What the exercise asks: Find "Please put a point on the window blind" in the data, then restate the line it sits in and every later line word for word, ending with the last line.
+ + + + +
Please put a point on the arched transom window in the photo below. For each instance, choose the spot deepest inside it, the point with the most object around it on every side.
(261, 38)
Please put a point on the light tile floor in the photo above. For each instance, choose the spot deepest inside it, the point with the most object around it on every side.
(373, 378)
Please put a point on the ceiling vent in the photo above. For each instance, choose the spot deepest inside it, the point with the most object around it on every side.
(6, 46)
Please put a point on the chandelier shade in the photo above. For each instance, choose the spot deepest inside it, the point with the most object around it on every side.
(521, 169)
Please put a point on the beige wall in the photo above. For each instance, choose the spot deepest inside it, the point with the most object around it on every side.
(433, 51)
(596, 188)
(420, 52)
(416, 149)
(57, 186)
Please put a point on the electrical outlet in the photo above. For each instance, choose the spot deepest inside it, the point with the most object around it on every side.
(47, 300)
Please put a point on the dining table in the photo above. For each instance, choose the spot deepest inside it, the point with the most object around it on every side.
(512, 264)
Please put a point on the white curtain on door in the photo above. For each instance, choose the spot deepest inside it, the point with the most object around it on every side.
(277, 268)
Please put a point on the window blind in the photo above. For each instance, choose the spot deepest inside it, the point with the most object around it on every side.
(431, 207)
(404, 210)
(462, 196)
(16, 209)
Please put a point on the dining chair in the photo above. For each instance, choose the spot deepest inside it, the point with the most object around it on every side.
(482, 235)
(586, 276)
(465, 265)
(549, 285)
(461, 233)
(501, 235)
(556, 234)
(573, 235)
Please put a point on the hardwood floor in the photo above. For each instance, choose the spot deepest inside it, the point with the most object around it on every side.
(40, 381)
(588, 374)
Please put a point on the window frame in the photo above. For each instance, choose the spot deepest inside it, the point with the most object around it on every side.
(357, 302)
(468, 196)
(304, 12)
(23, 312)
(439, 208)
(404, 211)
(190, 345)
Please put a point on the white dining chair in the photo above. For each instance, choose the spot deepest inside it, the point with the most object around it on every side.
+ + + + +
Task response:
Please put a point on the window blind in the photo above. For each instance, choose the spot deepest inside it, the point with the most object around it on every side.
(431, 207)
(404, 210)
(462, 196)
(16, 209)
Please put a point on the dining chair in the photo above. For each instance, choose the spot deepest inside it, the point with the most object around it on every side.
(482, 235)
(586, 276)
(465, 265)
(549, 285)
(461, 233)
(501, 235)
(556, 234)
(573, 235)
Please put a point on the hardwood floor in the photo above. For each instance, choose the spot deepest inside it, the point with the most object around it on every side.
(40, 381)
(588, 374)
Please put a point on the window frame in the photo above. For each instance, choose the spot deepest inside it, the point with the most object around it on every side.
(357, 302)
(468, 196)
(304, 12)
(23, 312)
(439, 208)
(404, 211)
(190, 345)
Please put a point on the white dining chair in the photo above. For each instance, choose the spot deepest inside it, the point with the most object around it on every side.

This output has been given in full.